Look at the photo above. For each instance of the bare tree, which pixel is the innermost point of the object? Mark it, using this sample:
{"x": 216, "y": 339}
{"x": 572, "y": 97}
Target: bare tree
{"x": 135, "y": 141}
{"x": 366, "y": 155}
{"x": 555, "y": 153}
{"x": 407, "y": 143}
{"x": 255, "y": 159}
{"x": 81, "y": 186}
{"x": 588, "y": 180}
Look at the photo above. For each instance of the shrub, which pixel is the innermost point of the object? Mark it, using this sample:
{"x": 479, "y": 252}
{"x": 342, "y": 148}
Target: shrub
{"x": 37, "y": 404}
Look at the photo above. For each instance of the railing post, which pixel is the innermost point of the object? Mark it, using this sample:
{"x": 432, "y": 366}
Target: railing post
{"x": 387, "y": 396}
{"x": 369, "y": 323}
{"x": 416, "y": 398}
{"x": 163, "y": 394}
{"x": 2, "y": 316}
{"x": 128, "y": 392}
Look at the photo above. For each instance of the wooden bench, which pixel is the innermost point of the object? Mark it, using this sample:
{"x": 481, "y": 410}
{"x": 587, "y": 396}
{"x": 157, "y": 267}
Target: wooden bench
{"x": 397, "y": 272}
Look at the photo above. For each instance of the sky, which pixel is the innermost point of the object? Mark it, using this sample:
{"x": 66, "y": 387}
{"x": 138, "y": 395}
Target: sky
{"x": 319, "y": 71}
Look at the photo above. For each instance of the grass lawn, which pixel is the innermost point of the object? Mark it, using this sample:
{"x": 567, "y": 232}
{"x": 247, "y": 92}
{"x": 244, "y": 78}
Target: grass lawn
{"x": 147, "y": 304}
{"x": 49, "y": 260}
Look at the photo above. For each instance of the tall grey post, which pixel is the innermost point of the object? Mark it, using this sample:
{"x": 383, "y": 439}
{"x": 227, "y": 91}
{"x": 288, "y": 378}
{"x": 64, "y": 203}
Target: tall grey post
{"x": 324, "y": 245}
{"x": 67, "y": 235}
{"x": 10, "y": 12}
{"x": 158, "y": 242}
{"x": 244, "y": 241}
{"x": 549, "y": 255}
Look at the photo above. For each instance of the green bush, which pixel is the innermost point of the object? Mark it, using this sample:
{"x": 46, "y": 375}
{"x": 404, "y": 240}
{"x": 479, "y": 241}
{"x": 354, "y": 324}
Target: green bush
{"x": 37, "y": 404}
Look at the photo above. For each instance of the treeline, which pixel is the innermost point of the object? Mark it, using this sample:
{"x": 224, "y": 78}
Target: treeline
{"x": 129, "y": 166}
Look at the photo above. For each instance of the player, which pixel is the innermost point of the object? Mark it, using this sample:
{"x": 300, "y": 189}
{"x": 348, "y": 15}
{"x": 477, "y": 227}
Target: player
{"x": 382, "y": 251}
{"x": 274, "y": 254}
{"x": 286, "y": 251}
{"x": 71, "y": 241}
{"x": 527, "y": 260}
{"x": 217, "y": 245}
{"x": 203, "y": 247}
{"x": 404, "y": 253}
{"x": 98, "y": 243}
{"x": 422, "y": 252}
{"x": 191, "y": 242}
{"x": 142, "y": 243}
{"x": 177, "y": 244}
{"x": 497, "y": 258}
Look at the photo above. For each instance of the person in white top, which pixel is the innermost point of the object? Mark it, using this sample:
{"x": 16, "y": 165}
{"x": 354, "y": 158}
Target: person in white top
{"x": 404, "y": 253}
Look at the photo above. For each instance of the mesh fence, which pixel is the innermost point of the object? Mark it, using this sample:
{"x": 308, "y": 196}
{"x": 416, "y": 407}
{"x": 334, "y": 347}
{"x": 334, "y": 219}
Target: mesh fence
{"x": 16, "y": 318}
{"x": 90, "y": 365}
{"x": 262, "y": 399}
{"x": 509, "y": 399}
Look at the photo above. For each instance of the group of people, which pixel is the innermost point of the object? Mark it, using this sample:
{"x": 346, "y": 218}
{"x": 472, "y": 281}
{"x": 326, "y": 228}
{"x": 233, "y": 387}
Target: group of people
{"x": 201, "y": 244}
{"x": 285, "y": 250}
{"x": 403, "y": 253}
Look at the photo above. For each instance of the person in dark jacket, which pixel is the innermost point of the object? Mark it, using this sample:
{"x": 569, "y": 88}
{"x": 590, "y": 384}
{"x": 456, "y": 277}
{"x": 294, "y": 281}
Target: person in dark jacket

------------------------------------------------------------------------

The records above must be retyped in full. Keep each one exactly as it is.

Written response:
Look at the photo above. For each instance of the bare tree, which pixel is the innermost point of the object? Mark it, using this sample:
{"x": 216, "y": 339}
{"x": 572, "y": 97}
Target: bare tree
{"x": 135, "y": 141}
{"x": 366, "y": 155}
{"x": 555, "y": 153}
{"x": 407, "y": 143}
{"x": 255, "y": 159}
{"x": 81, "y": 186}
{"x": 588, "y": 180}
Look at the photo above. For each instance of the shrub, which pixel is the innermost point of the object? Mark it, using this sample:
{"x": 479, "y": 252}
{"x": 342, "y": 148}
Target: shrub
{"x": 37, "y": 404}
Look at the photo above. For each instance of the railing post, which pixel is the innermost point of the object? Mark it, using this sample:
{"x": 432, "y": 366}
Target: railing post
{"x": 387, "y": 396}
{"x": 369, "y": 323}
{"x": 416, "y": 398}
{"x": 163, "y": 394}
{"x": 2, "y": 316}
{"x": 128, "y": 392}
Look at the photo above. For each instance of the wooden bench, which pixel is the innermost point of the object? Mark it, using this sample:
{"x": 481, "y": 410}
{"x": 587, "y": 396}
{"x": 157, "y": 267}
Target: wooden bench
{"x": 397, "y": 272}
Look at the photo above. For each instance of the sky, which pixel is the innermost point of the object? Mark it, using this sample:
{"x": 66, "y": 387}
{"x": 138, "y": 395}
Target: sky
{"x": 319, "y": 71}
Look at the photo above. For each instance of the grass lawn, which pixel is the innermost point of the object? Mark it, using this sample:
{"x": 567, "y": 232}
{"x": 247, "y": 92}
{"x": 244, "y": 78}
Target: grass lawn
{"x": 147, "y": 304}
{"x": 49, "y": 260}
Look at the photo above. For each instance of the tall grey post, which pixel is the innermost point of the object? Mark it, using this sample:
{"x": 383, "y": 439}
{"x": 227, "y": 91}
{"x": 288, "y": 378}
{"x": 64, "y": 203}
Target: tall grey post
{"x": 324, "y": 245}
{"x": 67, "y": 235}
{"x": 10, "y": 12}
{"x": 158, "y": 242}
{"x": 244, "y": 241}
{"x": 549, "y": 255}
Look at the photo above. For each instance of the green bush, which pixel is the innermost point of the object? Mark it, using this sample:
{"x": 46, "y": 375}
{"x": 404, "y": 240}
{"x": 479, "y": 241}
{"x": 354, "y": 324}
Target: green bush
{"x": 37, "y": 404}
Look at the photo above. For each instance of the treeline, which pixel is the innermost point of the object? Mark it, using this sample:
{"x": 224, "y": 78}
Target: treeline
{"x": 129, "y": 166}
Look at the photo above. For each instance of the player, which pixel is the innermost point of the object? Mark it, using this sample:
{"x": 300, "y": 189}
{"x": 348, "y": 15}
{"x": 477, "y": 227}
Target: player
{"x": 382, "y": 251}
{"x": 274, "y": 254}
{"x": 286, "y": 251}
{"x": 71, "y": 241}
{"x": 527, "y": 260}
{"x": 217, "y": 245}
{"x": 203, "y": 247}
{"x": 404, "y": 253}
{"x": 98, "y": 243}
{"x": 422, "y": 252}
{"x": 191, "y": 242}
{"x": 142, "y": 243}
{"x": 177, "y": 244}
{"x": 497, "y": 258}
Look at the photo above. For each instance of the person in white top, which pixel is the innermost point of the object? Mark it, using this sample:
{"x": 16, "y": 165}
{"x": 354, "y": 158}
Target: person in white top
{"x": 404, "y": 253}
Look at the photo above. For each instance of the mesh fence, which pixel is the innermost point of the object? Mark it, using this sample:
{"x": 308, "y": 196}
{"x": 416, "y": 407}
{"x": 334, "y": 347}
{"x": 334, "y": 219}
Target: mesh fence
{"x": 16, "y": 318}
{"x": 90, "y": 365}
{"x": 262, "y": 399}
{"x": 509, "y": 399}
Look at the photo above. For each instance of the group of people, which pixel is the innermost point of the object? Mark it, using this sample:
{"x": 346, "y": 218}
{"x": 472, "y": 281}
{"x": 326, "y": 228}
{"x": 233, "y": 387}
Target: group of people
{"x": 201, "y": 244}
{"x": 285, "y": 250}
{"x": 403, "y": 253}
Look at the photo above. For each instance of the person in dark jacket, which pixel is the innermost point of the object? Mark it, using this sample:
{"x": 569, "y": 88}
{"x": 590, "y": 384}
{"x": 456, "y": 277}
{"x": 294, "y": 281}
Target: person in dark jacket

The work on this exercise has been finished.